## START INPUT FOR THIS TASK
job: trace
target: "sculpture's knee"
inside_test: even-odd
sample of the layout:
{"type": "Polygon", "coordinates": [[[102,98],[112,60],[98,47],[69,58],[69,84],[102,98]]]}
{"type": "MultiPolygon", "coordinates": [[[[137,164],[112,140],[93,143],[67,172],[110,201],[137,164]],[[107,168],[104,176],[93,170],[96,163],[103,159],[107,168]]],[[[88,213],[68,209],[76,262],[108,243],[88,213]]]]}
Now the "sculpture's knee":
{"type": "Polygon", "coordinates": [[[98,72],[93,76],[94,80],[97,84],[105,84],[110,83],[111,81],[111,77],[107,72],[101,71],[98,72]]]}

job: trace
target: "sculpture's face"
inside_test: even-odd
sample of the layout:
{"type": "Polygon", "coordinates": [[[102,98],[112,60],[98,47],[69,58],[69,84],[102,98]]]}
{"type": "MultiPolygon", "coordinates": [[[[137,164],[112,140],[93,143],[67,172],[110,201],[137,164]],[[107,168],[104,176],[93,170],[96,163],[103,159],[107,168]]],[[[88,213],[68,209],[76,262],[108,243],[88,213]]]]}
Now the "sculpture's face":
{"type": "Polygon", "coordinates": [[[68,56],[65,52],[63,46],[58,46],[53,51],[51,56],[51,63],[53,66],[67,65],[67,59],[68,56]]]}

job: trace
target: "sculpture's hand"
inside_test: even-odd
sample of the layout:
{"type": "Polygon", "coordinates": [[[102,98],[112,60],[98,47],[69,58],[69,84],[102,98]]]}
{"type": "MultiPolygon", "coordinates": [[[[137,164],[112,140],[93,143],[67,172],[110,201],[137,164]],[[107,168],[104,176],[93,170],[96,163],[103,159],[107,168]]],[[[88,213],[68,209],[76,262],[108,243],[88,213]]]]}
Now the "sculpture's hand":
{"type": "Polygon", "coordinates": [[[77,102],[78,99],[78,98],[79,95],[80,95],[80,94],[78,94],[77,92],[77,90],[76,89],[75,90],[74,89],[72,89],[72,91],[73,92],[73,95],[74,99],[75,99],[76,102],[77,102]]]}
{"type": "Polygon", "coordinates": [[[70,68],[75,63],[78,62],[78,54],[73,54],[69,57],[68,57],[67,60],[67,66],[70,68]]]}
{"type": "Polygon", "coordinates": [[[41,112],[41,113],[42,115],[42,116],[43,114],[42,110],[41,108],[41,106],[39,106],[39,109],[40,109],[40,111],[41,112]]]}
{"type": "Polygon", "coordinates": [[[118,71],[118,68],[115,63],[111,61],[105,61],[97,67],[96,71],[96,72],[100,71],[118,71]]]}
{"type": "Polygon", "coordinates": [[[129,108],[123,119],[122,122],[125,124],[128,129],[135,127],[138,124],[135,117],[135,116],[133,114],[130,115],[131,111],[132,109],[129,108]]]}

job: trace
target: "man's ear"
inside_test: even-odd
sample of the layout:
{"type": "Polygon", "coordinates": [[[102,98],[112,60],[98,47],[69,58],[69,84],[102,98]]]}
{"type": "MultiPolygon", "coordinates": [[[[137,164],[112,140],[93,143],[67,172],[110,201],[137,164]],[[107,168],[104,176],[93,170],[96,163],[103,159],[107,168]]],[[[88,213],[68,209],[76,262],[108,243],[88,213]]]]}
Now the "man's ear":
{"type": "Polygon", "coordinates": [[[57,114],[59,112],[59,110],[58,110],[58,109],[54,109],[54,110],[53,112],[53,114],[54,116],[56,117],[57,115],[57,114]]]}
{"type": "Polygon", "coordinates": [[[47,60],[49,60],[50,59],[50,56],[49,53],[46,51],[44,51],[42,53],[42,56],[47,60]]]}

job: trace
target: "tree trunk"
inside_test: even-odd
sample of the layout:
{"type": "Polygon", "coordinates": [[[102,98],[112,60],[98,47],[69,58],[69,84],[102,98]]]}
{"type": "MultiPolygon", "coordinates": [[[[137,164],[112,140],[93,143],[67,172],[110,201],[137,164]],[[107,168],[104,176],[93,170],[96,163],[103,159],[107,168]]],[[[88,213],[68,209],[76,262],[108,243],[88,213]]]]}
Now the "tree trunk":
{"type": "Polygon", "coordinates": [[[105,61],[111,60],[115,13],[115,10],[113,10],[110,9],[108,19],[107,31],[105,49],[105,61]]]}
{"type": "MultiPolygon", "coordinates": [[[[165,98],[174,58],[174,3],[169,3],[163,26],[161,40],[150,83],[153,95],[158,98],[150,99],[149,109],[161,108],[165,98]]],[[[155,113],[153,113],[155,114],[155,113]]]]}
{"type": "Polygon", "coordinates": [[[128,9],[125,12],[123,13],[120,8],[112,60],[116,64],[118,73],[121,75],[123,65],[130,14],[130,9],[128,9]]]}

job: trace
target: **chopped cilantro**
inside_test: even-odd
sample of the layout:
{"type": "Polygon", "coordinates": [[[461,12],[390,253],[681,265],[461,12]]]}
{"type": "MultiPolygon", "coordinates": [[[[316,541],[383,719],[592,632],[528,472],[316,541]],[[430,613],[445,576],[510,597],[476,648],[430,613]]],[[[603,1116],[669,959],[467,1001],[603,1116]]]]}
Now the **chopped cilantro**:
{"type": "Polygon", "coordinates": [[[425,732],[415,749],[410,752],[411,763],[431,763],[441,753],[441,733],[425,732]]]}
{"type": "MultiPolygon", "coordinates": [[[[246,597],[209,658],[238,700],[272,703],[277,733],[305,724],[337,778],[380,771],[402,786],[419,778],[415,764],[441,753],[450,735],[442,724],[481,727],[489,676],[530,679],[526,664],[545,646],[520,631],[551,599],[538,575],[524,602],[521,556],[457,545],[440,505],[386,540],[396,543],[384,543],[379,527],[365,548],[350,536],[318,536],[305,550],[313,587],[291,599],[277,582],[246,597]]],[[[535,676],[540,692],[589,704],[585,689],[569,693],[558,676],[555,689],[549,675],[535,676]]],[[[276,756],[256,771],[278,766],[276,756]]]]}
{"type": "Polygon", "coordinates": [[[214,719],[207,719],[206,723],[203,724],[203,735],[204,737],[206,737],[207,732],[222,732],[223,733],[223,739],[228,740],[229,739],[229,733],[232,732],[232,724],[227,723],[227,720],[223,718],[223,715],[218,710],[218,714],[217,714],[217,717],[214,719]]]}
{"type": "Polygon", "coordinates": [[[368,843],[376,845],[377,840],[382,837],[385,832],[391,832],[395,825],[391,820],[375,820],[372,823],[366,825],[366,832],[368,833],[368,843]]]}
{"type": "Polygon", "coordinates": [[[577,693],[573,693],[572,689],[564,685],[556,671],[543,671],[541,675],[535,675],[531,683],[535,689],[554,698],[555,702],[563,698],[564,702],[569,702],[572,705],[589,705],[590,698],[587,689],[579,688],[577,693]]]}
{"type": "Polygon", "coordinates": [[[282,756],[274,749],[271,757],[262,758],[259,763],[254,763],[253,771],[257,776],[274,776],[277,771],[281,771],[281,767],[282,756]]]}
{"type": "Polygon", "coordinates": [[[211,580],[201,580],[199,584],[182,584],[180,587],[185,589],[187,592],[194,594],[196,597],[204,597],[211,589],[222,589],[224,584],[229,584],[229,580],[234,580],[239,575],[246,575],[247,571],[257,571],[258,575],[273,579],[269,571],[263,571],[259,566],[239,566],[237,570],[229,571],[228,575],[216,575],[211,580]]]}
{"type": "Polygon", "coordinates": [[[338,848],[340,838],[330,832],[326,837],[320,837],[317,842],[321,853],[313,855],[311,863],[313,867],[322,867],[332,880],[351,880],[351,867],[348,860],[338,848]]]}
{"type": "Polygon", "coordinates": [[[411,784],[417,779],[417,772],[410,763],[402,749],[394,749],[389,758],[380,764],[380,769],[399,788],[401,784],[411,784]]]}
## END INPUT FOR THIS TASK
Report every line of the items above that contains the string "chopped", matching case exactly.

target: **chopped cilantro**
Now the **chopped cilantro**:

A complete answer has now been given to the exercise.